Data provided:
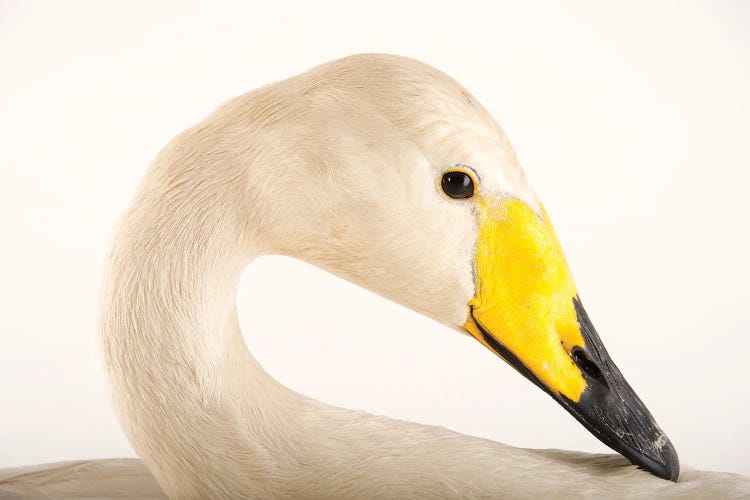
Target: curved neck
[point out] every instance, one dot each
(186, 390)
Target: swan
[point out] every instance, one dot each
(386, 172)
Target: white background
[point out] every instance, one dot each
(632, 120)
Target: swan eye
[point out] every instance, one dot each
(458, 184)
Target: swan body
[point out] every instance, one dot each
(339, 167)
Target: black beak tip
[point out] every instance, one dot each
(668, 466)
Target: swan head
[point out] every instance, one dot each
(400, 181)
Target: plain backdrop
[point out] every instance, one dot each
(631, 119)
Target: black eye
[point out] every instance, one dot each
(457, 184)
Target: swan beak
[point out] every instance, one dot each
(527, 311)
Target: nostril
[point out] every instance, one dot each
(586, 364)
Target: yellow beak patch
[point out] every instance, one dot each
(524, 294)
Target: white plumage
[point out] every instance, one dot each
(298, 168)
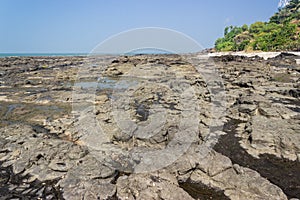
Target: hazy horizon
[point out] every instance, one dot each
(78, 27)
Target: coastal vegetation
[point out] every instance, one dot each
(280, 33)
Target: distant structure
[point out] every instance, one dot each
(283, 3)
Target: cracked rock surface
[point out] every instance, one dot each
(150, 127)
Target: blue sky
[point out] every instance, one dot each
(61, 26)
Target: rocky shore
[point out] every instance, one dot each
(150, 127)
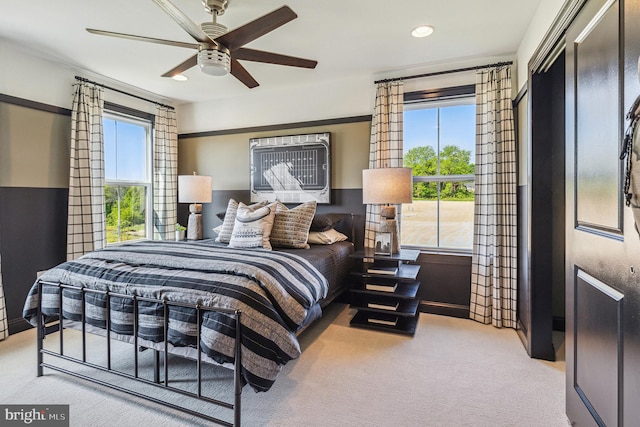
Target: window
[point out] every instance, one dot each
(127, 177)
(439, 144)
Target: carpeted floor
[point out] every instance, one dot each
(454, 372)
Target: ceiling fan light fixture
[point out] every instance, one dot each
(422, 31)
(214, 61)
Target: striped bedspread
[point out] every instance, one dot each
(276, 292)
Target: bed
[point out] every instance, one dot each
(202, 300)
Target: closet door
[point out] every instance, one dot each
(602, 246)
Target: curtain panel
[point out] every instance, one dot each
(86, 219)
(494, 263)
(165, 174)
(385, 148)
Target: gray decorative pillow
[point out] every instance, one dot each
(324, 222)
(291, 226)
(224, 236)
(328, 237)
(252, 228)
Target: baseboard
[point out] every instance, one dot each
(445, 309)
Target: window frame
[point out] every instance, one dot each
(443, 97)
(146, 120)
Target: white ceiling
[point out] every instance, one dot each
(348, 38)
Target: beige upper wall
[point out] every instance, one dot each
(538, 27)
(34, 147)
(226, 157)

Goal of the exercise:
Leaving the pictures aside, output each entry above exactly as written.

Answer to this task:
Target: curved neck
[point out] every instance, one dot each
(186, 390)
Target: swan
[point out] every instance, one dot each
(386, 172)
Target: white background
[point out] every instance, one dot each
(632, 120)
Target: swan eye
[point out] every instance, one dot each
(458, 184)
Target: swan body
[point out] every instance, one dot each
(339, 167)
Target: black beak tip
[point out] every instance, one dot each
(668, 466)
Target: swan head
[point out] every instance, one dot each
(400, 181)
Target: plain backdrop
[point out] every instance, one dot each
(631, 119)
Target: black eye
[point out] every instance, one dot each
(457, 184)
Target: swan beak
[point out] every instance, one dot each
(527, 311)
Target: nostril
[point out] every instance, one dot each
(586, 364)
Target: yellow beak patch
[point out] every instance, one dot each
(524, 294)
Target: white plumage
[point out] every instance, one dot each
(298, 168)
Target: hazy horizon
[point out] every instance, one dot each
(78, 27)
Target: coastal vegetation
[point out] every instance, one dot each
(280, 33)
Target: distant structure
[point out] every instance, one dot each
(283, 3)
Target: cracked rock surface
[point out] every instance, one dot each
(150, 127)
Target: blue sky
[point out] every instance, one dot each
(61, 26)
Target: rocky shore
[point out] every instance, one dot each
(150, 127)
Target: window
[point out] every instance, one dot each
(127, 177)
(439, 144)
Target: carpeted floor
[point out] every instance, one dot each
(454, 372)
Target: ceiling fan light fixture
[point out] every instance, one dot each
(422, 31)
(214, 61)
Target: striped bedspread
[point out] every instance, one dot each
(276, 292)
Target: bed
[point out] every instance, one dot each
(202, 300)
Target: closet door
[point out] every instance, one dot each
(602, 246)
Target: curtain panel
[point out] every instance, one dot each
(86, 219)
(494, 263)
(165, 174)
(385, 148)
Target: gray decorative pillow
[point out] every instance, one dot each
(324, 222)
(291, 226)
(224, 236)
(328, 237)
(252, 228)
Target: baseboard
[point out] every instance, one dot each
(445, 309)
Target: window frame
[point out] every instance, one dot each
(443, 97)
(146, 120)
Target: white ceiling
[point out] every instance, one dot each
(348, 38)
Target: beige upper wall
[point out] every instance, one dot each
(538, 27)
(34, 147)
(226, 157)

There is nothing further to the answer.